| Input rows |

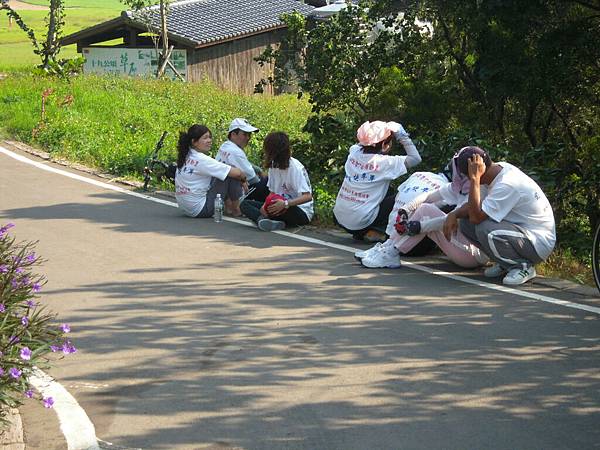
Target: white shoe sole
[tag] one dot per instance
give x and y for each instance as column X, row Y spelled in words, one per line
...
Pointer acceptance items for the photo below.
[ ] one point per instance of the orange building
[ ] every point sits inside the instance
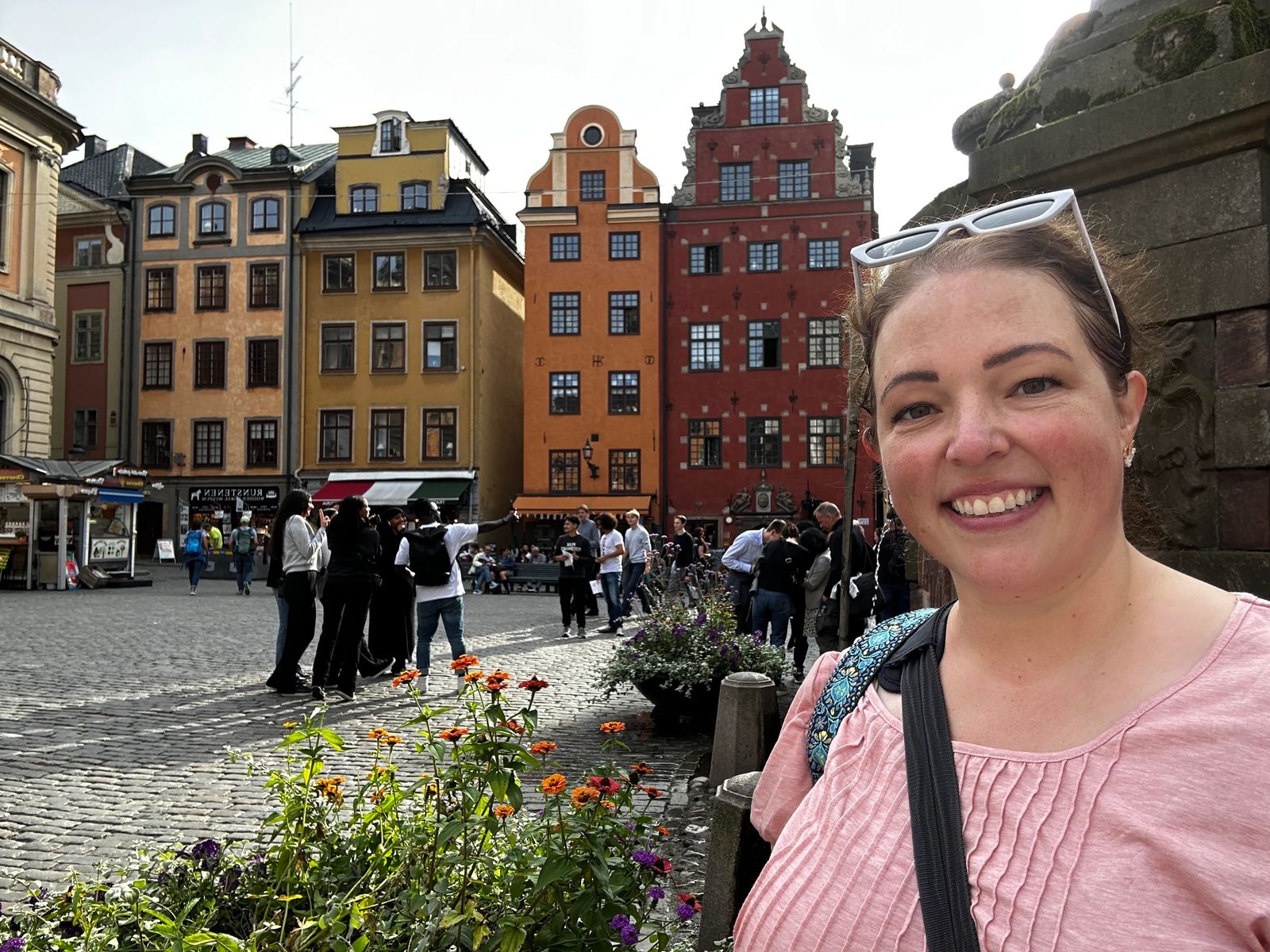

| Set exercise |
Copy the material from the line containing "Target: white shoe sole" through the line containing "give x and y", including both of those lines.

| Result of the task |
Target: white shoe sole
[tag] one dot per instance
give x and y for each instance as column X, row Y spelled in words, one per line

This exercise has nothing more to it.